Manuel Cassinello Marco, psychiatre spécialiste en neuropsychiatrie et psychologue, nous explique dans cet article comment la démence frontotemporale affecte.
Quand nous pensons à la démence, la maladie d’Alzheimer nous vient le plus souvent à l’esprit, mais il existe en réalité de nombreux autres types de tableaux neurodégénératifs. Ils ont en commun une atrophie progressive de différentes régions du cerveau. Parmi eux figure la démence frontotemporale. Il est important de reconnaître les symptômes pour pouvoir consulter des professionnels qui pourront commencer un traitement de réhabilitation au plus tôt.
Dégénérescence et démence frontotemporale
La démence frontotemporale ou maladie de Pick désigne un syndrome clinique dont la présentation principale consiste en une altération de la personnalité associée à des troubles du comportement, des troubles du langage et une détérioration cognitive. Cependant, il est important de la distinguer de la dégénérescence frontotemporale. Cette dernière se réfère uniquement à l’existence d’une atrophie limitée aux lobes préfrontaux et temporaux antérieurs. Autrement dit, il peut y avoir une atrophie sans qu’une clinique de démence soit associée.
La démence frontotemporale, également appelée maladie de Pick, doit son nom à son découvreur, Arnold Pick, et fait référence aux fameux corps de Pick, qui sont des groupes de neurones endommagés dus au dépôt et à l’impossibilité d’élimination de la protéine tau, et s’accompagne d’un phénomène appelé gliosis, qui laisse une lésion similaire à une cicatrice.
Symptômes de la démence frontotemporale
Lorsqu’on évoque la démence frontotemporale, il est important de préciser que nous ne parlons pas d’un seul tableau clinique, mais de différentes entités qui partagent des lésions communes dont la manifestation clinique peut varier. C’est pourquoi, dans cette section, nous devons distinguer entre les trois variantes cliniques principales : la démence frontotemporale à variante comportementale, l’aphasie progressive non fluente et la démence sémantique.

§ **MATÉRIEL FOURNI**:
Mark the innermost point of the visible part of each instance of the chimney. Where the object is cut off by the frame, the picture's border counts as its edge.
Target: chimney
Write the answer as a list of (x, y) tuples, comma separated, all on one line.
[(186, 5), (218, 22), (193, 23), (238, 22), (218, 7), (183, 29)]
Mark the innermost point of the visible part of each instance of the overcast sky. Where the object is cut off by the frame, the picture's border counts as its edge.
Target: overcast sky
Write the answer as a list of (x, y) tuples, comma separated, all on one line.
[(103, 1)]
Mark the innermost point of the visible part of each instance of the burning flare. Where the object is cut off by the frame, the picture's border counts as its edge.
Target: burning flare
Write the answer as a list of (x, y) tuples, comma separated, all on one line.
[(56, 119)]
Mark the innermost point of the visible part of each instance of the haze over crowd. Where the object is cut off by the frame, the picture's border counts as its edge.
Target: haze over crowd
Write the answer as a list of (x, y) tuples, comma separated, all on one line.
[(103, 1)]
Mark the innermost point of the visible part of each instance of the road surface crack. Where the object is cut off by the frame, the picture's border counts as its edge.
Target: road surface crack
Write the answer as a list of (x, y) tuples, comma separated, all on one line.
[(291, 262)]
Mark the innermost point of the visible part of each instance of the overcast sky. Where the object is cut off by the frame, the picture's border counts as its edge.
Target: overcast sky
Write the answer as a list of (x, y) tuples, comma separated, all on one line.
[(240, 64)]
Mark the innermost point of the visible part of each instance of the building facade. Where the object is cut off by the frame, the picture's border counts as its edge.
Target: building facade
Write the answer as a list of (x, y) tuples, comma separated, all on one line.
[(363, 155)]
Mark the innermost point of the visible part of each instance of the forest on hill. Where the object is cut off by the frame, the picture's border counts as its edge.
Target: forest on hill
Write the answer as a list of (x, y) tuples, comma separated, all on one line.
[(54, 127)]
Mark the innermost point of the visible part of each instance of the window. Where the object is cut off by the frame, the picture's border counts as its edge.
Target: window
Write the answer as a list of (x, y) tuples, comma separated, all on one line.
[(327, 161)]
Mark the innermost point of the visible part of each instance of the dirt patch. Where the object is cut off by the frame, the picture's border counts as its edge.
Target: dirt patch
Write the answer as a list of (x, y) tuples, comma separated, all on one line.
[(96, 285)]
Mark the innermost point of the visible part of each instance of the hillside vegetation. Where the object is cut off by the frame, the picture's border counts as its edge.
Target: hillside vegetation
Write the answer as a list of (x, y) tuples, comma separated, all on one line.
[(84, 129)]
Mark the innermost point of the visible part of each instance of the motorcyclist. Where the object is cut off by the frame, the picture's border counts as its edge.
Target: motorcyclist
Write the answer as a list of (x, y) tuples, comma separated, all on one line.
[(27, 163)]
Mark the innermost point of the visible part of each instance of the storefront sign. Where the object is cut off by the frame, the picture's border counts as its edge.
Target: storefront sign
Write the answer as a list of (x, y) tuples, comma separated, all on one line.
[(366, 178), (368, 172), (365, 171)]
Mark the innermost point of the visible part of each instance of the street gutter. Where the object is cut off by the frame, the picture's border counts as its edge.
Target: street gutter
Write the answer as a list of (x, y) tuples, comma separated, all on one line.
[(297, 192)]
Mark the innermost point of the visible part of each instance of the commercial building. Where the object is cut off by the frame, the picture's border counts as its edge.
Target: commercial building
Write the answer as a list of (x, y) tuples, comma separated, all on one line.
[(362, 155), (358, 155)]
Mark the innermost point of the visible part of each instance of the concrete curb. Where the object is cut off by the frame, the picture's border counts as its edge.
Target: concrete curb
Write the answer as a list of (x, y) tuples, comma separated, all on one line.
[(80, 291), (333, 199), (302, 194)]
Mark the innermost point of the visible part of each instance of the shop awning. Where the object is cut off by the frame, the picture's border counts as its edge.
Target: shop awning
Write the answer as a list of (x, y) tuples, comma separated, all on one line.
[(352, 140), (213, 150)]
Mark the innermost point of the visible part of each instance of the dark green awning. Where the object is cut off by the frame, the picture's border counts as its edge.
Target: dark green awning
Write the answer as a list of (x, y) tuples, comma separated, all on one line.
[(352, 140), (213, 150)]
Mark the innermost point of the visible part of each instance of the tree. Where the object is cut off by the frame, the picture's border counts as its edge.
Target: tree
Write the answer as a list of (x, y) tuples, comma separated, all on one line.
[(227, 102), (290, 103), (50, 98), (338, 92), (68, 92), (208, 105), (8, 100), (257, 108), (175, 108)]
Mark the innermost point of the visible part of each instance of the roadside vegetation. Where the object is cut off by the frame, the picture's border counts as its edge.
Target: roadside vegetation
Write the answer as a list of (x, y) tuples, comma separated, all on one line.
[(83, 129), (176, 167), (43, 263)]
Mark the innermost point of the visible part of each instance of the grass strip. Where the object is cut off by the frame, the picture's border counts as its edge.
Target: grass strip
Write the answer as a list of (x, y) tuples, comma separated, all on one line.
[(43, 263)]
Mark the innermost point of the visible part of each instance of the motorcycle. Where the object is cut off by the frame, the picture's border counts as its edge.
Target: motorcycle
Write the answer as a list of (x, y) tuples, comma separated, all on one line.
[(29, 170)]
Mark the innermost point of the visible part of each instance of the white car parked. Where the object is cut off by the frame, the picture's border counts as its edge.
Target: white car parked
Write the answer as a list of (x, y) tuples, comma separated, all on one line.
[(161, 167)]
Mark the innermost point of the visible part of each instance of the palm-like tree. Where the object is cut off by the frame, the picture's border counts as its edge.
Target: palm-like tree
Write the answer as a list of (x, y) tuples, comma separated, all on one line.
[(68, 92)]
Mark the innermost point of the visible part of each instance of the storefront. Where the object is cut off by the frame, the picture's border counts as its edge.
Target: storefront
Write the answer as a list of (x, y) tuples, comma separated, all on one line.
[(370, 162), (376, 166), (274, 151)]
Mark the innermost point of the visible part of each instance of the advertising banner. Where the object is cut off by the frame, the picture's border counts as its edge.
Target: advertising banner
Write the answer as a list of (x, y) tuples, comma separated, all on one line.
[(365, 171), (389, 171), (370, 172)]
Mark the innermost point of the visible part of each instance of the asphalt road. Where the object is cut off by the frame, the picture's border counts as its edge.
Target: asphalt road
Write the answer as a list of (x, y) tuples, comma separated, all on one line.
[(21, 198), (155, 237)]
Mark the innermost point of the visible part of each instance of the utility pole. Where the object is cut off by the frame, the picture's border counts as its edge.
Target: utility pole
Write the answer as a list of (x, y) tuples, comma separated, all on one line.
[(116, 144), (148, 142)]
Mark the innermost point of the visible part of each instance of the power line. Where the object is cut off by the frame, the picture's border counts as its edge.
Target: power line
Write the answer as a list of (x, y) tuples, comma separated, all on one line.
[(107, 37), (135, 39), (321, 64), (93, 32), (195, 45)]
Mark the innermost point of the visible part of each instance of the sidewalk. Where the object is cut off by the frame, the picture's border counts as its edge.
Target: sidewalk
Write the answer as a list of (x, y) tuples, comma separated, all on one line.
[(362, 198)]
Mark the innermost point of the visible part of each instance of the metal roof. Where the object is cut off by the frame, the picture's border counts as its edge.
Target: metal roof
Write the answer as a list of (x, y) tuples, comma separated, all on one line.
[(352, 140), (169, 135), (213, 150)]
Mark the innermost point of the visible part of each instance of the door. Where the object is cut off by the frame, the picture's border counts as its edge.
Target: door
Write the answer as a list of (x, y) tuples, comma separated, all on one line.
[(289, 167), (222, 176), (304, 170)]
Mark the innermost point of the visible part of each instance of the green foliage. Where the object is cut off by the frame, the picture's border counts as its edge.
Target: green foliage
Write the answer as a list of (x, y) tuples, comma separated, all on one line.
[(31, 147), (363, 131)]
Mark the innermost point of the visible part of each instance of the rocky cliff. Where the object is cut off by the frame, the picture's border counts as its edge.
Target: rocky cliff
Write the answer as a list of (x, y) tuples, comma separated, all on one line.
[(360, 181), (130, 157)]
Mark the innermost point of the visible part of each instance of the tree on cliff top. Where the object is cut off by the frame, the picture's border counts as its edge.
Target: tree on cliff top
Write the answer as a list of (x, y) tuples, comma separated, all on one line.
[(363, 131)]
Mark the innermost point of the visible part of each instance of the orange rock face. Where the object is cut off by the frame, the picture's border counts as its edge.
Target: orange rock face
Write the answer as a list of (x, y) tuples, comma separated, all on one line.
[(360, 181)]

§ **ÉNONCÉ**: Dans le texte sur la démence frontotemporale, relevez toutes les variantes cliniques principales qui y sont distinguées. Pour répondre, appuyez-vous uniquement sur le texte.

§ **CORRIGÉ**:
- la démence frontotemporale à variante comportementale
- l'aphasie progressive non fluente
- la démence sémantique